→ TASK REQUIREMENTS:
In the listing below, find the line with "positive clicks: (375, 261)" and the line with "positive clicks: (99, 298)". Repeat those two lines and all lines between them exactly.

**** ENTRIES SHOWN

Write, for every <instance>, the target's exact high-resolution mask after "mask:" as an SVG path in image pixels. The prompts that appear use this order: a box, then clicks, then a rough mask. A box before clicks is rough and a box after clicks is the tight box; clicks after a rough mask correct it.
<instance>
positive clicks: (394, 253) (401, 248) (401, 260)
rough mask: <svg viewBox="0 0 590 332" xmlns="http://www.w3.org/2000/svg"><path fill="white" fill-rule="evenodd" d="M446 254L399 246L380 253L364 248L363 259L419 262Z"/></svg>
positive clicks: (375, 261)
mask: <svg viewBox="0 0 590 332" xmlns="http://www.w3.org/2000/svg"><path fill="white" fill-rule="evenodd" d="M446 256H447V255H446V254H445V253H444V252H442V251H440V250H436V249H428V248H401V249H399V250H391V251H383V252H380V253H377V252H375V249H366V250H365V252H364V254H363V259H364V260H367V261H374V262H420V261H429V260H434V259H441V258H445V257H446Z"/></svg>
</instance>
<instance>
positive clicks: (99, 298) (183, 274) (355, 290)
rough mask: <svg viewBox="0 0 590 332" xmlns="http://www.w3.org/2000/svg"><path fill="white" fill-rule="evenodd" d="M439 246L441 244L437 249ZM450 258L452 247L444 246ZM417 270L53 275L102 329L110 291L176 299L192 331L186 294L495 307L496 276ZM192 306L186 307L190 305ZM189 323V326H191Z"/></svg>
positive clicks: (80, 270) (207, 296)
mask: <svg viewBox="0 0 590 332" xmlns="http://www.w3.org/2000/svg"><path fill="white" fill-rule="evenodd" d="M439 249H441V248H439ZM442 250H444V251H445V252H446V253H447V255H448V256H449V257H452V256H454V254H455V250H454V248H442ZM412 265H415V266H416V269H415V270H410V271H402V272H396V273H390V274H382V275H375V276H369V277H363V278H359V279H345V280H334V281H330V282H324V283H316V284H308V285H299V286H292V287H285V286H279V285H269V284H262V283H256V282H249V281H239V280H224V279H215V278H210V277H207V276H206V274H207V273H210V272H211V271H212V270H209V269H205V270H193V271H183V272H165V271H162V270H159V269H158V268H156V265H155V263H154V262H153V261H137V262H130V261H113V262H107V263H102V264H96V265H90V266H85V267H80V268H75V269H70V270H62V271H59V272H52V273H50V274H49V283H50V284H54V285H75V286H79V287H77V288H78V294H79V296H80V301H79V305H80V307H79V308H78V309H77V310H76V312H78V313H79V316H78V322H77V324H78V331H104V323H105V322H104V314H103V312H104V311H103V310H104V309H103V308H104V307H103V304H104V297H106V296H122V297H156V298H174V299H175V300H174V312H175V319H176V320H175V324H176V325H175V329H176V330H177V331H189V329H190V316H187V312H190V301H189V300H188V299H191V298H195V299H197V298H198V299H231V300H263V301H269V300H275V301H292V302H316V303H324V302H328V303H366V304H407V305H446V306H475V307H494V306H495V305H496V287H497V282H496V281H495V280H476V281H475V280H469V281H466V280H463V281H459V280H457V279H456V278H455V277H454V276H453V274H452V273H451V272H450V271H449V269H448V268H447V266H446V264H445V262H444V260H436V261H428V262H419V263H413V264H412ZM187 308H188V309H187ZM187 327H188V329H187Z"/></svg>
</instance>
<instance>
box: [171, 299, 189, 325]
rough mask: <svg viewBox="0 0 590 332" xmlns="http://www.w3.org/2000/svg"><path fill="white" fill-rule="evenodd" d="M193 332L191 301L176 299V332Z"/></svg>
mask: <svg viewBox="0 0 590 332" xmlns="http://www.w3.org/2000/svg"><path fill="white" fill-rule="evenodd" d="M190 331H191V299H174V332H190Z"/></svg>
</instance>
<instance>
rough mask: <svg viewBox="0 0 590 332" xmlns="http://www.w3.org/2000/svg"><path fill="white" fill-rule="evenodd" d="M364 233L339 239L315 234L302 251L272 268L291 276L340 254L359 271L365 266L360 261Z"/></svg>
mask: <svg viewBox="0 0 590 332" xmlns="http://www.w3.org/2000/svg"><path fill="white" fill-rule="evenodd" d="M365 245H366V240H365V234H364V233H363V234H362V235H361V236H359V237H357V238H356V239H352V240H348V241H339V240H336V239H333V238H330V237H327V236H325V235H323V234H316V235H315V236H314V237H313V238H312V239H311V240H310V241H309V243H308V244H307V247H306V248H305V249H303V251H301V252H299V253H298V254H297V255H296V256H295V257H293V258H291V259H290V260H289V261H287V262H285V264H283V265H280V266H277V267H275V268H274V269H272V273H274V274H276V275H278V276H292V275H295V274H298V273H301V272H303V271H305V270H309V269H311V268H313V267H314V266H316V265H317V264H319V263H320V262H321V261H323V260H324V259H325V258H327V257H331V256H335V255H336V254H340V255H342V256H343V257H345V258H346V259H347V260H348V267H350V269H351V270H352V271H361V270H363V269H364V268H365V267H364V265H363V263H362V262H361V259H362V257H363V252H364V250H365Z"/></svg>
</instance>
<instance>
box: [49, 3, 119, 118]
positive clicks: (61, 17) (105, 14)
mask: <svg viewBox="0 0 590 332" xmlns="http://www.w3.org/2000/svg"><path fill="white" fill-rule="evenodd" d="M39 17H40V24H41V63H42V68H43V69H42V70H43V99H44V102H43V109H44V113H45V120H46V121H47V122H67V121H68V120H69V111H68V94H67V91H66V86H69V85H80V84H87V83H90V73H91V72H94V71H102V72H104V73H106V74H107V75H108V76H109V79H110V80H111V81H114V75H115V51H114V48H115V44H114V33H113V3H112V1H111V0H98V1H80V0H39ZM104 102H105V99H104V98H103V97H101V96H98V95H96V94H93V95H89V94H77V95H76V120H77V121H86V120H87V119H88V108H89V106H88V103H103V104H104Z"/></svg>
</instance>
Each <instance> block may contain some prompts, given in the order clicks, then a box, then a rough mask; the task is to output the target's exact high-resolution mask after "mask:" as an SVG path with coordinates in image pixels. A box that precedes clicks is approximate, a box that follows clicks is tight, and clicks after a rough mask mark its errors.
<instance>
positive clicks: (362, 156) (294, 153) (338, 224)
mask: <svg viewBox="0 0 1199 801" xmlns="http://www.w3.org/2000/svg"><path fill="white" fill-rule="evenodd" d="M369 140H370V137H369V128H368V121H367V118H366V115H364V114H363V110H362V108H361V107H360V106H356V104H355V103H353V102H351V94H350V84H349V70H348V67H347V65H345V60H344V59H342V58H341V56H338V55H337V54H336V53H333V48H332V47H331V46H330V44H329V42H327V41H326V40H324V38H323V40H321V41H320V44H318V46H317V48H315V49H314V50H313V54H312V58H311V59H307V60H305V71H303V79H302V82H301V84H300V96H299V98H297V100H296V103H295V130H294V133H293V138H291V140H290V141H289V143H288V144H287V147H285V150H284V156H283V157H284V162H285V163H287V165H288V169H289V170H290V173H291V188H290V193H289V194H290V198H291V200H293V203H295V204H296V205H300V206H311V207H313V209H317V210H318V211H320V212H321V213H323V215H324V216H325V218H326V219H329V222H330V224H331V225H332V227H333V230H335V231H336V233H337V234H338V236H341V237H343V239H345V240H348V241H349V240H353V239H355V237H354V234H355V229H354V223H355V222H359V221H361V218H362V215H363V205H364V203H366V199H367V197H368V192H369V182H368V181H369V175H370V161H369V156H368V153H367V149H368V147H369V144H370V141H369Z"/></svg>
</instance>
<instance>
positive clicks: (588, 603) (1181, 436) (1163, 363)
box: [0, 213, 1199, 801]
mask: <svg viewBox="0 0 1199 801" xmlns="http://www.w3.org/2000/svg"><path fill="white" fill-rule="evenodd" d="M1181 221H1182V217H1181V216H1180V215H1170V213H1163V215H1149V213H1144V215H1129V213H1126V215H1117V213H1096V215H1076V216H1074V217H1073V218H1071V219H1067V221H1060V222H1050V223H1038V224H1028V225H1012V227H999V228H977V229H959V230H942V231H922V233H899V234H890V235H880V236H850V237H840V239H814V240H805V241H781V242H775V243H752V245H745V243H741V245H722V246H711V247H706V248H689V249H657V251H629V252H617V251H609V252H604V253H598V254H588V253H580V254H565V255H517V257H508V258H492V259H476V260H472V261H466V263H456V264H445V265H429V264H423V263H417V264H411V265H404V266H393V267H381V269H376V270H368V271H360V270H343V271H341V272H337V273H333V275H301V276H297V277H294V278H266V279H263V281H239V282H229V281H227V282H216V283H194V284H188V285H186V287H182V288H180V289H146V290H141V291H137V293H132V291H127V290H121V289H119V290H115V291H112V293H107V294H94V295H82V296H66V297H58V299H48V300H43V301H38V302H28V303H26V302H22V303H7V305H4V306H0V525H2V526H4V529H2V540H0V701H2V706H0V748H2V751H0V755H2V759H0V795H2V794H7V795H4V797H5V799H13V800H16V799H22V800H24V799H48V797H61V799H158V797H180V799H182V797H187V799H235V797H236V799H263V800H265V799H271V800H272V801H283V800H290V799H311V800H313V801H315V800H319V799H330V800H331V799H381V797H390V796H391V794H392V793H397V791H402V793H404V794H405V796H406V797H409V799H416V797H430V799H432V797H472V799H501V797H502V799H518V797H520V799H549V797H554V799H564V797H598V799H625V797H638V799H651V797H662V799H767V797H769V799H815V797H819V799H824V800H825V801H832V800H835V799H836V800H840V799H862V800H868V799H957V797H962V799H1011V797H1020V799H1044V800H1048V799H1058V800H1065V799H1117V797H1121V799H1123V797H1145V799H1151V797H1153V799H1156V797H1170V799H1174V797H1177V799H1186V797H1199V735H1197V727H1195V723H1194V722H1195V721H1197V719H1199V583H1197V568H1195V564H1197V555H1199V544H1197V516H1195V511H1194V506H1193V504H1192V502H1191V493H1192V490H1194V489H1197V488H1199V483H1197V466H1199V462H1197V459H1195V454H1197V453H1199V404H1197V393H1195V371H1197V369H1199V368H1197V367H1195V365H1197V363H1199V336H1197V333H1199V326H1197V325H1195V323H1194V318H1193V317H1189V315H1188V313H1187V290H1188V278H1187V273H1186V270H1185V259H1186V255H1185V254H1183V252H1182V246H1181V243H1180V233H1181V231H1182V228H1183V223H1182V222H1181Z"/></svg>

********

→ OUTPUT:
positive clicks: (375, 261)
mask: <svg viewBox="0 0 590 332" xmlns="http://www.w3.org/2000/svg"><path fill="white" fill-rule="evenodd" d="M446 256H447V255H446V254H445V253H444V252H442V251H440V250H436V249H428V248H401V249H399V250H391V251H383V252H380V253H377V252H375V249H366V250H365V252H364V254H363V259H364V260H367V261H374V262H420V261H429V260H434V259H441V258H445V257H446Z"/></svg>
</instance>
<instance>
positive clicks: (99, 298) (183, 274) (355, 290)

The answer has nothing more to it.